* begin Excerpt provided *

Ellis called for a debate of the role that politics (and politicians)
should play in future military operations. Clark and Air Force Lt. Gen.
Michael C. Short, who led the allied Kosovo air campaign, expressed similar
sentiments. However, the vice chairman of the Joint Chiefs of Staff,
Air Force Gen. Joseph W. Ralston, gave a speech in November arguing that
gradualism and heavy political oversight are probably inescapable features
of coalition warfare, at least when it is conducted by a diverse, democratic
alliance. This view was shared by senior members of the Clinton administration,
who were more attuned to the political requirements of successful coalition
warfare than many military operators. Some senior U.S. officers privately
praised Clinton for persevering with the air war despite constant partisan
criticism in the Congress.
One area where U.S. political and military leaders were in agreement,
though, was that the performance of European forces in the Kosovo operation
left much to be desired. The U.S. Department of Defense (DOD) after-action
review on Kosovo, released to Congress in mid-October, noted that parallel
U.S. and NATO command-and-control structures and systems complicated
operational planning and the maintenance of unity of command. Secretary
of Defense William S. Cohen and Joint Chiefs of Staff Chairman Gen. Henry
H. Shelton said that the United States needed to work with its allies
to enhance NATO's contingency planning process, to develop an overarching
command-and-control policy, and to enhance procedures and conduct exercises
strengthening NATO's political-military interfaces.
European members of NATO had proved to be deficient in virtually every
facet of military technology--from airlift to precision targeting to
aerial refueling to electronic warfare to airborne surveillance. Even
in relatively inexpensive technologies such as secure communications
links the allies were wanting--proof, Ralston said, of how "foolish" some
of their investment priorities were.
The most obvious reason for the shortfalls, said German Gen. Klaus Nauman,
the retiring chairman of NATO's Military Committee, was that European
members of the alliance "were very generous in giving themselves
a peace dividend" when the Cold War ended. Although the regional
economy of the European Union is similar in size to that of the United
States, European NATO nations collectively spent only 60 percent of what
the United States did on defense. And when their larger population was
factored into the comparison, the Europeans spent barely half as much
as the Americans in per capita terms.

* end Excerpt provided *
* begin Items *

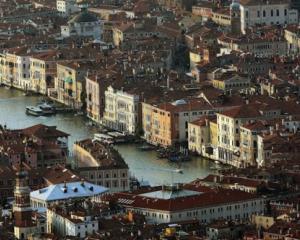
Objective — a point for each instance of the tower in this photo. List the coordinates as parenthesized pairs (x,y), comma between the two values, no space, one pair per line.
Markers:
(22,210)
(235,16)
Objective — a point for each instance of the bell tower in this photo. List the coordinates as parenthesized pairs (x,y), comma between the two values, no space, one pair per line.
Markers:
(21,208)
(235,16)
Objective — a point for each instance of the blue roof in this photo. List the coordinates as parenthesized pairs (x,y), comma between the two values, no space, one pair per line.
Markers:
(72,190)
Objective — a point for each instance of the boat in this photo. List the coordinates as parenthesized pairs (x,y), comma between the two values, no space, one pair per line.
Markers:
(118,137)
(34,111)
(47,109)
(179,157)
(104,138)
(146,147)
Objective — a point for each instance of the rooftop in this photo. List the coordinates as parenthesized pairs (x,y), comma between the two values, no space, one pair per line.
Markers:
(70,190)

* end Items *
* begin Items *

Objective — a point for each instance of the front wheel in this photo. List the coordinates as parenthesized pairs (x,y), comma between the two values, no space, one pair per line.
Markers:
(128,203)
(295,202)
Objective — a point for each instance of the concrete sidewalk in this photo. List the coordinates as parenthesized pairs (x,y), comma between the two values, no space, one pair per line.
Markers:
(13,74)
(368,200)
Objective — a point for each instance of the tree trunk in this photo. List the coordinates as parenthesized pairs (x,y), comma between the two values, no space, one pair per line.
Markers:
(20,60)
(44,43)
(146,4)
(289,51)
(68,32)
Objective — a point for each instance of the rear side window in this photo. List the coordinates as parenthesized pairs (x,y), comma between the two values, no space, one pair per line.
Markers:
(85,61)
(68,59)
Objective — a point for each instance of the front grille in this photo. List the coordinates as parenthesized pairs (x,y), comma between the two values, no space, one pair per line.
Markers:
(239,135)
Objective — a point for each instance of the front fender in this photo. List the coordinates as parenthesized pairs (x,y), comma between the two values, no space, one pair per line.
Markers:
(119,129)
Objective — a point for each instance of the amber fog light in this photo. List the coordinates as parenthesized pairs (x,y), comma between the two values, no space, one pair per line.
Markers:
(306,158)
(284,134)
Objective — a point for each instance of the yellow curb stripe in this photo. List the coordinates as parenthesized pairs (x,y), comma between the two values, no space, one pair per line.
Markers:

* end Items *

◆ Short task ◆
Write out the entire passage on the Kosovo air campaign and NATO's European forces word for word. The material plays no part in this.

◆ Result of this task ◆
Ellis called for a debate of the role that politics (and politicians)
should play in future military operations. Clark and Air Force Lt. Gen.
Michael C. Short, who led the allied Kosovo air campaign, expressed similar
sentiments. However, the vice chairman of the Joint Chiefs of Staff,
Air Force Gen. Joseph W. Ralston, gave a speech in November arguing that
gradualism and heavy political oversight are probably inescapable features
of coalition warfare, at least when it is conducted by a diverse, democratic
alliance. This view was shared by senior members of the Clinton administration,
who were more attuned to the political requirements of successful coalition
warfare than many military operators. Some senior U.S. officers privately
praised Clinton for persevering with the air war despite constant partisan
criticism in the Congress.
One area where U.S. political and military leaders were in agreement,
though, was that the performance of European forces in the Kosovo operation
left much to be desired. The U.S. Department of Defense (DOD) after-action
review on Kosovo, released to Congress in mid-October, noted that parallel
U.S. and NATO command-and-control structures and systems complicated
operational planning and the maintenance of unity of command. Secretary
of Defense William S. Cohen and Joint Chiefs of Staff Chairman Gen. Henry
H. Shelton said that the United States needed to work with its allies
to enhance NATO's contingency planning process, to develop an overarching
command-and-control policy, and to enhance procedures and conduct exercises
strengthening NATO's political-military interfaces.
European members of NATO had proved to be deficient in virtually every
facet of military technology--from airlift to precision targeting to
aerial refueling to electronic warfare to airborne surveillance. Even
in relatively inexpensive technologies such as secure communications
links the allies were wanting--proof, Ralston said, of how "foolish" some
of their investment priorities were.
The most obvious reason for the shortfalls, said German Gen. Klaus Nauman,
the retiring chairman of NATO's Military Committee, was that European
members of the alliance "were very generous in giving themselves
a peace dividend" when the Cold War ended. Although the regional
economy of the European Union is similar in size to that of the United
States, European NATO nations collectively spent only 60 percent of what
the United States did on defense. And when their larger population was
factored into the comparison, the Europeans spent barely half as much
as the Americans in per capita terms.